# Help with Lagenandra thwaitesii



## Khamul1of9 (Oct 25, 2005)

Hello all, I recieved a Lagenandra thwaitesii last July. For a short time it grew a little, but now its really bad. At this point there is nothing left but the rhizome, which thankfully still looks green and hard, and seems to have lots of roots on it. 
I grow it in a mix of Flora Base and decomposed Magnolia leaves with a little bit of sand. I have been fertilizing lightly over the last few months, while most of my other plants have been responding positively, this one is down to just a rhizome. 
What is the proper care for this species? Thanks.


----------



## jazzlvr123 (Apr 29, 2007)

Ive had good emersed growth with this species potted in an aquasoil domolite mix. just a suggestion


----------



## AaronT (Apr 26, 2004)

Yes, I agree with Kyle. You'l want to add some calcium / magnesium to the soil mix. Try adding some crushed coral or dolomite.


----------



## Kai Witte (Jan 30, 2006)

A little dolomite won't hurt but this species doesn't need a lot of calcium or even alkaline soil as affinis or usteriana. I'd opt for a mineral-based soil without notable amounts of organic matter though.


----------



## Khamul1of9 (Oct 25, 2005)

Hmm, a change of culture then. Ok I will see what I can do. Thank you all.


----------

Saved data entries —
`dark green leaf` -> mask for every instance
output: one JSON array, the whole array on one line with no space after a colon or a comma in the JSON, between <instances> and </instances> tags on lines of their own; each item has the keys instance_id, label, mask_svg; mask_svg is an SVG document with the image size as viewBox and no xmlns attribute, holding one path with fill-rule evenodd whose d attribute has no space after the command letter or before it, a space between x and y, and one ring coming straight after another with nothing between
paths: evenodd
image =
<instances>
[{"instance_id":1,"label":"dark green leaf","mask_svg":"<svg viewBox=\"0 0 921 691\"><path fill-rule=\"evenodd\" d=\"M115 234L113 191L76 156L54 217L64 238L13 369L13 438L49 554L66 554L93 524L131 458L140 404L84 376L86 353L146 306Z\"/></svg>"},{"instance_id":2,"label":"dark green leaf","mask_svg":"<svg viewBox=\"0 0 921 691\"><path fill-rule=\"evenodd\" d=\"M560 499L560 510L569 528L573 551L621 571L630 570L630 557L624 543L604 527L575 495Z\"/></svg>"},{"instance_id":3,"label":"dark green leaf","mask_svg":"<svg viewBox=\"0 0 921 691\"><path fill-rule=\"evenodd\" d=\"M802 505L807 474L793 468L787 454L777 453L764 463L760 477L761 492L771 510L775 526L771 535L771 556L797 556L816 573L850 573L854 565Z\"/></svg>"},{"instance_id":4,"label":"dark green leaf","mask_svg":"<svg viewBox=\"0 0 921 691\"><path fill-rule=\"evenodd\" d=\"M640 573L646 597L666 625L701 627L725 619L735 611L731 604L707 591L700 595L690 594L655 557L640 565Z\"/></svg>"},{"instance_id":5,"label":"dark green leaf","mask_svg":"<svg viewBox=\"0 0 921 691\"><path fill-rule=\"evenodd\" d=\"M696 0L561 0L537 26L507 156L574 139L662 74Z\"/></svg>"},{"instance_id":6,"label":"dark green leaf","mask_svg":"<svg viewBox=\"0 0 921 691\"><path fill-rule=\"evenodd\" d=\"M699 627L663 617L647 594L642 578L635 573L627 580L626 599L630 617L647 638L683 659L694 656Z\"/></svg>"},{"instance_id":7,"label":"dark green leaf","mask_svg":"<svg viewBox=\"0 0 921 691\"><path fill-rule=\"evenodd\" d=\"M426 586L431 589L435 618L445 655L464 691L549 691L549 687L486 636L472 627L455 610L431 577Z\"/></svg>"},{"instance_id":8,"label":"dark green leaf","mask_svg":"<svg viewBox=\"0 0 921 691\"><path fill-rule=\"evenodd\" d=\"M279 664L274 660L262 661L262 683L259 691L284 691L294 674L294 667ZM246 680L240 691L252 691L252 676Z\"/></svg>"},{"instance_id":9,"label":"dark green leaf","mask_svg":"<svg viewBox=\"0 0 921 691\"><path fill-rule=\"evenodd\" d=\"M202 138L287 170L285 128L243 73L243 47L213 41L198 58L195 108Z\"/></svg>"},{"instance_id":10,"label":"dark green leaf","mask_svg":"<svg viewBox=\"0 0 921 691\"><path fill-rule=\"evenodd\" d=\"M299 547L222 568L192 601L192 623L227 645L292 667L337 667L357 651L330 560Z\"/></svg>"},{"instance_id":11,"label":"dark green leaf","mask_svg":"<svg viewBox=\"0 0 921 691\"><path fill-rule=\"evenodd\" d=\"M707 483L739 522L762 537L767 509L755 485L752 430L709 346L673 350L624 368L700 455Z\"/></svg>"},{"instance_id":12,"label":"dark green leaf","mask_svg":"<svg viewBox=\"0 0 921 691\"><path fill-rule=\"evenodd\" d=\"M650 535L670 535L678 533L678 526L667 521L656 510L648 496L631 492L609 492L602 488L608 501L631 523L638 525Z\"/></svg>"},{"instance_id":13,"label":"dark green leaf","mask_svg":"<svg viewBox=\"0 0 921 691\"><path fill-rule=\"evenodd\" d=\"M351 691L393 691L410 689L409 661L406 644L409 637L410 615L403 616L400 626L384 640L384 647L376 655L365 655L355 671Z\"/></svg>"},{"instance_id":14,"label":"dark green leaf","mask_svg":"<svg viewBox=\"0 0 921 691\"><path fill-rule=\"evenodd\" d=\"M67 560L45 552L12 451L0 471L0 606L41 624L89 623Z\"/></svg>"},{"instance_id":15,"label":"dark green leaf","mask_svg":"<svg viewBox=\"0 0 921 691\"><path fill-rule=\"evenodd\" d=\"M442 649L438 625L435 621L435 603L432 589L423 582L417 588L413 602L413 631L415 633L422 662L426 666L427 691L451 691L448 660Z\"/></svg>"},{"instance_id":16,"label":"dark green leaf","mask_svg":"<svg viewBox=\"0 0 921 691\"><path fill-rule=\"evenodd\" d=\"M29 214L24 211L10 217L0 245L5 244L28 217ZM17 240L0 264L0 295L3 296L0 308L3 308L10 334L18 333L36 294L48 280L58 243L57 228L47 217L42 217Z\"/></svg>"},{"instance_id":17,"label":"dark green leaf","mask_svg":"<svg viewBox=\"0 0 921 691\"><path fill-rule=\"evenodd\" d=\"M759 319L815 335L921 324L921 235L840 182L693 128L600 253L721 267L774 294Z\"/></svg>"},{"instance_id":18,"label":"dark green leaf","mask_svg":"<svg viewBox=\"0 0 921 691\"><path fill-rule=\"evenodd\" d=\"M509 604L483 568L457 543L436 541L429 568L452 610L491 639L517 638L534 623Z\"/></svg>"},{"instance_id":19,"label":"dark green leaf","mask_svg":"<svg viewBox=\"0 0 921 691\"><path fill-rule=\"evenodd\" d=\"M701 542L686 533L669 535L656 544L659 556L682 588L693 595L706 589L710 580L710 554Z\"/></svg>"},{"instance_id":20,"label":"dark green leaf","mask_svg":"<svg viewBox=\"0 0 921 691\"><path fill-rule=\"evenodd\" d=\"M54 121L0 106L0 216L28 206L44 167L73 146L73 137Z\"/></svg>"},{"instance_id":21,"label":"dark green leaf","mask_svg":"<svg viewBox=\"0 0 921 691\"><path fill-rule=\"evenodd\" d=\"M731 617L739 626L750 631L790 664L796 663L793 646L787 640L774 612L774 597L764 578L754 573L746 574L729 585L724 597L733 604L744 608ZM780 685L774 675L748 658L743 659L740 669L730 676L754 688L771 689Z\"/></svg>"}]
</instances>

Short exercise —
Please write out the part of the Lagenandra thwaitesii thread that opens with the words containing "I grow it in" and closes with "(Apr 29, 2007)", copying it word for word. You won't need any of the rows.

Written answer —
I grow it in a mix of Flora Base and decomposed Magnolia leaves with a little bit of sand. I have been fertilizing lightly over the last few months, while most of my other plants have been responding positively, this one is down to just a rhizome. 
What is the proper care for this species? Thanks.


----------



## jazzlvr123 (Apr 29, 2007)